+++ EXCERPTED DATA

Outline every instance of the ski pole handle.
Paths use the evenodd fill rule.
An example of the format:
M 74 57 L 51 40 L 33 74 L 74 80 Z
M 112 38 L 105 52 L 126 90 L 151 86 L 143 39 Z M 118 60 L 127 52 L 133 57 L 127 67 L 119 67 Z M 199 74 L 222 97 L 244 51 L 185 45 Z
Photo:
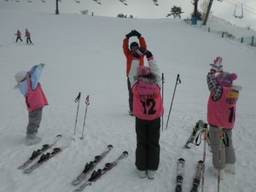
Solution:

++++++
+++ EXCERPTED DATA

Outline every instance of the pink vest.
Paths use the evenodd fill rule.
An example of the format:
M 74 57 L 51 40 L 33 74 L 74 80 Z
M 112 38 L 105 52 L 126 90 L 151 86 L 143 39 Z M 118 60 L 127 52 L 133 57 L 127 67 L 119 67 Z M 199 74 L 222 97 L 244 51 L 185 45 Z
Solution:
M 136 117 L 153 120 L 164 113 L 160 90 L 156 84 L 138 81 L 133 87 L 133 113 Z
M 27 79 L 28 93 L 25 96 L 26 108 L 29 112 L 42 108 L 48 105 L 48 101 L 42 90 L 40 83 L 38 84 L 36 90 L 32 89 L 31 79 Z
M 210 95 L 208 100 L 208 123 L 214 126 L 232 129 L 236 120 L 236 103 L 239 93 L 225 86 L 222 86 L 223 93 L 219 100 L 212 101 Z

++++++

[EXERCISE OBJECTIVE] From the line with "Outline every instance of the pink vest." to the line with "M 210 95 L 208", reproduce the material with "pink vest" substituted by "green vest" and nothing else changed. Give only those lines.

[REPLY TO THE TASK]
Outline every instance of the green vest.
Paths use the evenodd fill rule.
An example of the format:
M 74 57 L 51 40 L 33 74 L 74 80 Z
M 112 38 L 105 52 L 126 90 L 151 86 L 143 39 Z M 118 60 L 127 52 L 133 57 L 127 67 L 119 67 Z M 199 74 L 222 97 L 244 51 L 185 45 Z
Solution:
M 136 117 L 153 120 L 164 113 L 160 90 L 156 84 L 138 81 L 133 87 L 133 113 Z
M 27 79 L 28 93 L 25 96 L 26 108 L 29 112 L 42 108 L 48 105 L 48 101 L 42 90 L 40 83 L 38 84 L 36 90 L 32 89 L 31 79 Z
M 210 95 L 208 100 L 208 123 L 214 126 L 232 129 L 236 120 L 236 103 L 239 93 L 225 86 L 222 86 L 223 93 L 219 100 L 212 101 Z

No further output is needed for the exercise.